▶ SHORT EXERCISE
Rewrite the lines from the one containing "detect every built-in" through the one containing "(561, 322), (638, 480)", inclusive, replacing "wall niche" with "wall recess" and leaving everything else unchanged. Leave the pictures out of your answer.

=== DATA IN THIS EXERCISE ===

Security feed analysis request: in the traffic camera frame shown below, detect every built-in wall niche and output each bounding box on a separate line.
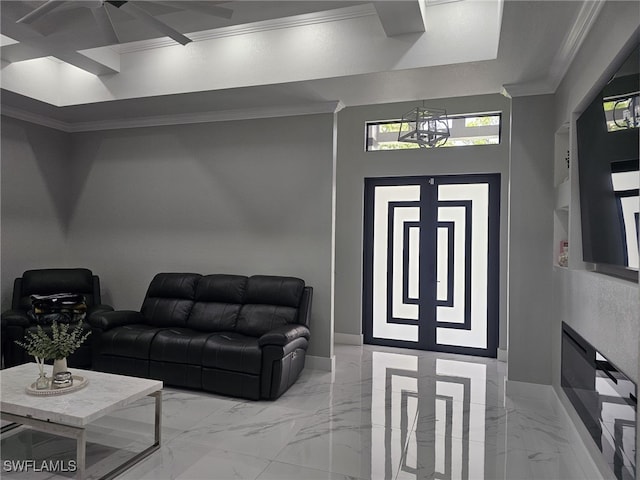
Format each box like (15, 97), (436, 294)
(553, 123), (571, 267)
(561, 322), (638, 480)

===
=== DATA IN THIS EXERCISE ===

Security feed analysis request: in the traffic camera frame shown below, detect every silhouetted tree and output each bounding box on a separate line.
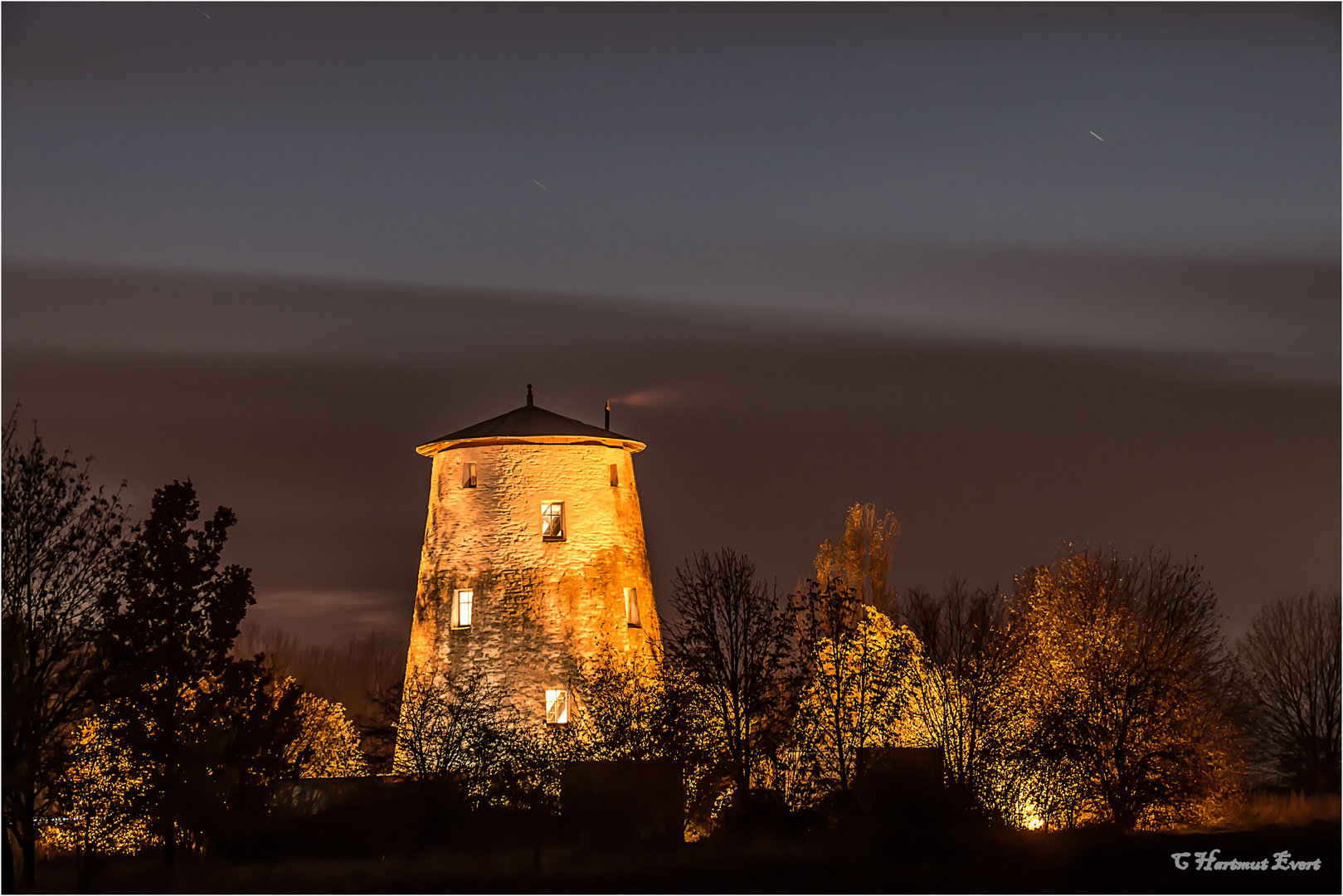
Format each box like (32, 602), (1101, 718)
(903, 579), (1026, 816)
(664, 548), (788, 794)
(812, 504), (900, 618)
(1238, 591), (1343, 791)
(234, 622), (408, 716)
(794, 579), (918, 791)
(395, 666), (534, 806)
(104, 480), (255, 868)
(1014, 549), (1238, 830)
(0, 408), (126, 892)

===

▶ RIGHT ANSWER
Security feed analysis request: in the traffic camera frame shown below, detect every built-in wall recess and output each bounding box on a separate line.
Format each box like (15, 97), (436, 294)
(553, 123), (571, 267)
(561, 322), (638, 480)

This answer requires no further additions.